▶ **Trecho do texto**
+++++
Crítica |“Dor e glória” (2019): a primazia do desejo

Em seu filme mais confessional, Almodóvar passa a limpo memórias de uma vida inventada

Lucas Bandos Lourenço
3 min readSep 3, 2019

A primazia do desejo. Ao fim e ao cabo, é disso que trata o mais recente e confessional longa-metragem de Pedro Almodóvar, lançado às vésperas de seu septuagésimo aniversário. As fortes tintas autobiográficas, tão presentes em trabalhos como A lei do desejo (1987) e Má educação (2004), estão de volta em Dor e glória (2019), ainda que em tons mais sóbrios e reflexivos.

Temas como a cinefilia, o despertar sexual e a rígida educação religiosa são passados a limpo com uma comovente serenidade, poucas vezes vista na esfuziante filmografia almodovariana. Episódios de envolvimento com drogas, uma relação agridoce com a mãe (vivida, na mocidade, por Penélope Cruz e, na velhice, por Julieta Serrano) e um atribulado amor de juventude também são elementos que vêm compor esse sensível mosaico autoficcional que, não raro, se confunde com as próprias vivências do diretor.
+++++
▶ **Material**
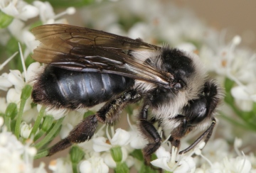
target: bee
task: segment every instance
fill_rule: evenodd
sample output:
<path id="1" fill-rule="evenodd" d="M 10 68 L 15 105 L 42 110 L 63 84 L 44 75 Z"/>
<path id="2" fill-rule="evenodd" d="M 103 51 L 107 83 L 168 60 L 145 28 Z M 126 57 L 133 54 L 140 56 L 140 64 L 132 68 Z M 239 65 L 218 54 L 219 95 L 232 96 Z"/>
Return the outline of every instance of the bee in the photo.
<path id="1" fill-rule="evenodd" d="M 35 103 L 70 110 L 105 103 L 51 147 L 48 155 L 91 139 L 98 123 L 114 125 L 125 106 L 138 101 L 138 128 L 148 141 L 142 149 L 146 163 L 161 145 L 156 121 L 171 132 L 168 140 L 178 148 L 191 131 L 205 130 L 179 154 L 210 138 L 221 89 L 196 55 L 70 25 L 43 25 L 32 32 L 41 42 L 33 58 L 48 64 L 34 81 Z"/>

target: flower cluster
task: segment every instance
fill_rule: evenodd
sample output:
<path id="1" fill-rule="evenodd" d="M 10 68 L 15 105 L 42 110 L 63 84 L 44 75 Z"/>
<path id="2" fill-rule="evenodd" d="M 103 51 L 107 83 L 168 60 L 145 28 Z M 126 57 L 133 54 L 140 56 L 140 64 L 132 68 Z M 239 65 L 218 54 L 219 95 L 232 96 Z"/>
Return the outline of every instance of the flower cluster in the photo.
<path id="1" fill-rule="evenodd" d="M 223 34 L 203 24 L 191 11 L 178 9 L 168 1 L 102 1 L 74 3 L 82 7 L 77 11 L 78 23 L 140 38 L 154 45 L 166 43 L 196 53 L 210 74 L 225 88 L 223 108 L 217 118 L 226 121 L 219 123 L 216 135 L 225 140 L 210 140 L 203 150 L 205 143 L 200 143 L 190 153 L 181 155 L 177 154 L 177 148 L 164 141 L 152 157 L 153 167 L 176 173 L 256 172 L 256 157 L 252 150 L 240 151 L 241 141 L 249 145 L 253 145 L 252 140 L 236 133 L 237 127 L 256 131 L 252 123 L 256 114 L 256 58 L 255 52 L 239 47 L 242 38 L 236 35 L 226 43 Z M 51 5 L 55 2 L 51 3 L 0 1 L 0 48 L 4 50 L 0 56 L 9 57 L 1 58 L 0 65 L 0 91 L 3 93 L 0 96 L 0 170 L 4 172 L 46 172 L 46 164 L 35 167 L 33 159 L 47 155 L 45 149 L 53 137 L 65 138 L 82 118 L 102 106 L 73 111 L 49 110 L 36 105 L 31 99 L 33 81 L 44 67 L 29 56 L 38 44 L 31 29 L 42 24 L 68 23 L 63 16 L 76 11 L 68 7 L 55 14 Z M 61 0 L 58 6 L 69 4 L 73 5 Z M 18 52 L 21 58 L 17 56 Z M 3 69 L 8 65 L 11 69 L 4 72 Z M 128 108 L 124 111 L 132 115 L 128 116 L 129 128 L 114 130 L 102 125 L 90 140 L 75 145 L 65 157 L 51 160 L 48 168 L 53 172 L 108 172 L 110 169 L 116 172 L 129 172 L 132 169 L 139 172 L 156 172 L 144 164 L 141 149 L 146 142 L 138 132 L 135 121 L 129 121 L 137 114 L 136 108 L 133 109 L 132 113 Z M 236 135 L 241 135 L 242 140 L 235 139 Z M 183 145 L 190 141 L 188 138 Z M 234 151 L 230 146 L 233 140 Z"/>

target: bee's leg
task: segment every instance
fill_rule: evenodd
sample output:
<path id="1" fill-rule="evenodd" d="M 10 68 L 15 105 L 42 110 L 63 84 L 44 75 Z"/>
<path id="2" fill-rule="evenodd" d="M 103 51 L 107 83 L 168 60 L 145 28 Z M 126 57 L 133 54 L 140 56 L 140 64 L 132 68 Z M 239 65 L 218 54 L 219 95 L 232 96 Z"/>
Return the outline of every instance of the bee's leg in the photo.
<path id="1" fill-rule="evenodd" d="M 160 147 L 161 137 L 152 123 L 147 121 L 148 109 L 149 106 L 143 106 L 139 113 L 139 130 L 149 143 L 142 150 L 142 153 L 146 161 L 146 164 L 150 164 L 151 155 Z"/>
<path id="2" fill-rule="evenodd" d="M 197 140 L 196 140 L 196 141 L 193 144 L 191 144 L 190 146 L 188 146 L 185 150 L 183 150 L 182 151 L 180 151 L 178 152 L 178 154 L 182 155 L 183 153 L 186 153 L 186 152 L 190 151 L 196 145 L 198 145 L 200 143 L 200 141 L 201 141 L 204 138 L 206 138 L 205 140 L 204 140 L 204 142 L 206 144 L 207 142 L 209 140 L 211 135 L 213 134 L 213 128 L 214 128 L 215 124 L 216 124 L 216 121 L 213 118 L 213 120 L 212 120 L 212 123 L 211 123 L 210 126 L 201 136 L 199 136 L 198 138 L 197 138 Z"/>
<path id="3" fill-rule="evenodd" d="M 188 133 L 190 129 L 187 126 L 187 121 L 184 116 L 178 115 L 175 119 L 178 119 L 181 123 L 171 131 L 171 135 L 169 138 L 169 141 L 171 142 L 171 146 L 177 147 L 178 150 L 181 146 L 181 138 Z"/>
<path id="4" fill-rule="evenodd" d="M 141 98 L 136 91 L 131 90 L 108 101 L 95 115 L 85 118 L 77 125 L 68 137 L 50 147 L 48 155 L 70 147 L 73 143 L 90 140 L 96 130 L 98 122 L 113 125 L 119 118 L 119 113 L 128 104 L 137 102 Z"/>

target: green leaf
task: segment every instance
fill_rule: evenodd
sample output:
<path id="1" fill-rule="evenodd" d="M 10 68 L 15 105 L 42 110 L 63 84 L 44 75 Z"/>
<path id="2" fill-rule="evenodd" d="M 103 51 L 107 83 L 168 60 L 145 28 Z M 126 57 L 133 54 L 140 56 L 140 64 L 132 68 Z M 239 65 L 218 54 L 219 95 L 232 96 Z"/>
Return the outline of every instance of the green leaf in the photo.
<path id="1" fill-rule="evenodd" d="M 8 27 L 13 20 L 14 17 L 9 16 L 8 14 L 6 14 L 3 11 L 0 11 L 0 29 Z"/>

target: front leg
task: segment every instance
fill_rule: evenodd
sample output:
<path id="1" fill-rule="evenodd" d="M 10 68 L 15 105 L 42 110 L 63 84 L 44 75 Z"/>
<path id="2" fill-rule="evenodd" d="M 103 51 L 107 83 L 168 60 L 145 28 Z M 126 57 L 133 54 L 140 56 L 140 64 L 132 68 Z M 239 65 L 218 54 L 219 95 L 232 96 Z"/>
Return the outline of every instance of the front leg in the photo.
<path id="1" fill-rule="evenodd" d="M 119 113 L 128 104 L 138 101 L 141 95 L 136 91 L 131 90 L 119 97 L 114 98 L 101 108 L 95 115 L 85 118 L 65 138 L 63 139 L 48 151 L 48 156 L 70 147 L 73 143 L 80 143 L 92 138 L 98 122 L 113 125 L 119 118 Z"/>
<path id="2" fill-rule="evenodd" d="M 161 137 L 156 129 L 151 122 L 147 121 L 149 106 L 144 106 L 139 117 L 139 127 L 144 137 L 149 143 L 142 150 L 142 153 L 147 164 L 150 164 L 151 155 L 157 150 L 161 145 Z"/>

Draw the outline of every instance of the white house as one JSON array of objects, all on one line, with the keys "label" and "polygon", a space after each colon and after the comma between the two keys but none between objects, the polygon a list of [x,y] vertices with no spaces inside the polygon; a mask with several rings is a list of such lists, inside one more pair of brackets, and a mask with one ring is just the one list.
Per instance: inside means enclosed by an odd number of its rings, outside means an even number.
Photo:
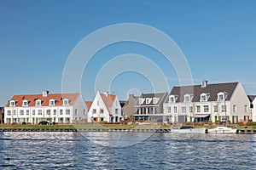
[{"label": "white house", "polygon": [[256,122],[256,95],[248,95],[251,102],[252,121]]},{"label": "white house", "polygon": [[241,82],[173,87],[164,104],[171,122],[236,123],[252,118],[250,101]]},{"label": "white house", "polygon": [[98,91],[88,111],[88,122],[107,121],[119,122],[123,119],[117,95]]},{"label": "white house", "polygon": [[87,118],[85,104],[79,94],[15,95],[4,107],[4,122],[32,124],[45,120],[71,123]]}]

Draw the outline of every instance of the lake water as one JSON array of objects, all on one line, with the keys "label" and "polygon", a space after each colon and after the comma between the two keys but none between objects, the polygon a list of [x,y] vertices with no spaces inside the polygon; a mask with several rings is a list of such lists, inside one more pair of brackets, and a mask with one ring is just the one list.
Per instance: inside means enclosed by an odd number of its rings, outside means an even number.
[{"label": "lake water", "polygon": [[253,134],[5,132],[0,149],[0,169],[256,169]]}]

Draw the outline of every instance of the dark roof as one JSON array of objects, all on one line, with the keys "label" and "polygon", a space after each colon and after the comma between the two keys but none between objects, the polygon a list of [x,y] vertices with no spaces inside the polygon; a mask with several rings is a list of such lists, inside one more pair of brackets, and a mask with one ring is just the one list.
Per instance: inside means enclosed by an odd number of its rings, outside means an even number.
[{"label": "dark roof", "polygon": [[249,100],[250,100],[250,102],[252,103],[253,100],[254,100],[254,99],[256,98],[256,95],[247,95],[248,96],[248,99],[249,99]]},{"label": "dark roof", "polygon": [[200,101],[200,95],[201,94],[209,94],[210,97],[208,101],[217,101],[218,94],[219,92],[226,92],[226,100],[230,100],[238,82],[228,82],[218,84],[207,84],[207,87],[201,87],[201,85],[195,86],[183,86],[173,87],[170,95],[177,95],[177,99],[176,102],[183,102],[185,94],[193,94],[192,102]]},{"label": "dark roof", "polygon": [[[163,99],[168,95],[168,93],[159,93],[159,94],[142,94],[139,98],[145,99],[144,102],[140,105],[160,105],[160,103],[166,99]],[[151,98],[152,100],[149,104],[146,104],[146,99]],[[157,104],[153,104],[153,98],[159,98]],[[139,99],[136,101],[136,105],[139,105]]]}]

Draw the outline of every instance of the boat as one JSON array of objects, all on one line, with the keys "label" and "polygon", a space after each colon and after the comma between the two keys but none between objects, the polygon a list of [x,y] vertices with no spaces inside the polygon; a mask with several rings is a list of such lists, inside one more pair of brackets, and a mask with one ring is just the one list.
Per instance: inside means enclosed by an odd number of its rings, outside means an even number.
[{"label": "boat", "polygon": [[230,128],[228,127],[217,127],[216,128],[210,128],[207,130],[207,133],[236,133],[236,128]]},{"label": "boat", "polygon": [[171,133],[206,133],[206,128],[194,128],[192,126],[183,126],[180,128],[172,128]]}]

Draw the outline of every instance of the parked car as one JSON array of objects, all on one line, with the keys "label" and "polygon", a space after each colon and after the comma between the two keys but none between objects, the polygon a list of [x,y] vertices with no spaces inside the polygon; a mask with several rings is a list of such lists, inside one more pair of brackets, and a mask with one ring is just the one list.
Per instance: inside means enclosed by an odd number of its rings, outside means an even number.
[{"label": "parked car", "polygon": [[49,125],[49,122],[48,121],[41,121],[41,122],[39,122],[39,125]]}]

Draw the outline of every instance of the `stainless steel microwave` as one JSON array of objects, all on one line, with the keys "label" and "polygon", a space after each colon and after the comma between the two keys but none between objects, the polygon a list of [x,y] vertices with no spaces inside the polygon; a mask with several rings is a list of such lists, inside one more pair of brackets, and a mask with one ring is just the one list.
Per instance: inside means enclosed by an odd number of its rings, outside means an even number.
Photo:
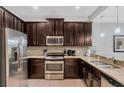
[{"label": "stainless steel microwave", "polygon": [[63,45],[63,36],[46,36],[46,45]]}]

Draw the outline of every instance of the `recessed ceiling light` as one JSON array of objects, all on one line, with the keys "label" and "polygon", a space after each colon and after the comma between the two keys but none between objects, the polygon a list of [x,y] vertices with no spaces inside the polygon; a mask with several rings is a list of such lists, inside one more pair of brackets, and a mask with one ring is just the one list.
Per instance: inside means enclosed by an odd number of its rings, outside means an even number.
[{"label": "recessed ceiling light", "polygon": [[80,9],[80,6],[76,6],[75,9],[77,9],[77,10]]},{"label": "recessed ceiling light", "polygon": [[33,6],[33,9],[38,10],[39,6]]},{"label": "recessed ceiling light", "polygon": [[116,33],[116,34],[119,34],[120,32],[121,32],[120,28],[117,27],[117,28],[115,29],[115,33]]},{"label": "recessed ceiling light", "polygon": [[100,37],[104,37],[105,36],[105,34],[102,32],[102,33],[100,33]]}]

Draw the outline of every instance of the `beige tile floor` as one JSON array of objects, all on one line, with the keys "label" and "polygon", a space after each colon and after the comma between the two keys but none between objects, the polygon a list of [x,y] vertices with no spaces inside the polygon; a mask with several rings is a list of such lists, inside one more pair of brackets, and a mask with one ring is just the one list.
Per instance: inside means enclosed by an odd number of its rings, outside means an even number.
+++++
▶ **Tarefa proposta**
Transcreva da crítica de "Dor e glória", acima, tudo o que vai desde "Lucas Bandos Lourenço" até "sóbrios e reflexivos.", sem mudar nenhuma palavra.

▶ **Resultado da tarefa**
Lucas Bandos Lourenço
3 min readSep 3, 2019

A primazia do desejo. Ao fim e ao cabo, é disso que trata o mais recente e confessional longa-metragem de Pedro Almodóvar, lançado às vésperas de seu septuagésimo aniversário. As fortes tintas autobiográficas, tão presentes em trabalhos como A lei do desejo (1987) e Má educação (2004), estão de volta em Dor e glória (2019), ainda que em tons mais sóbrios e reflexivos.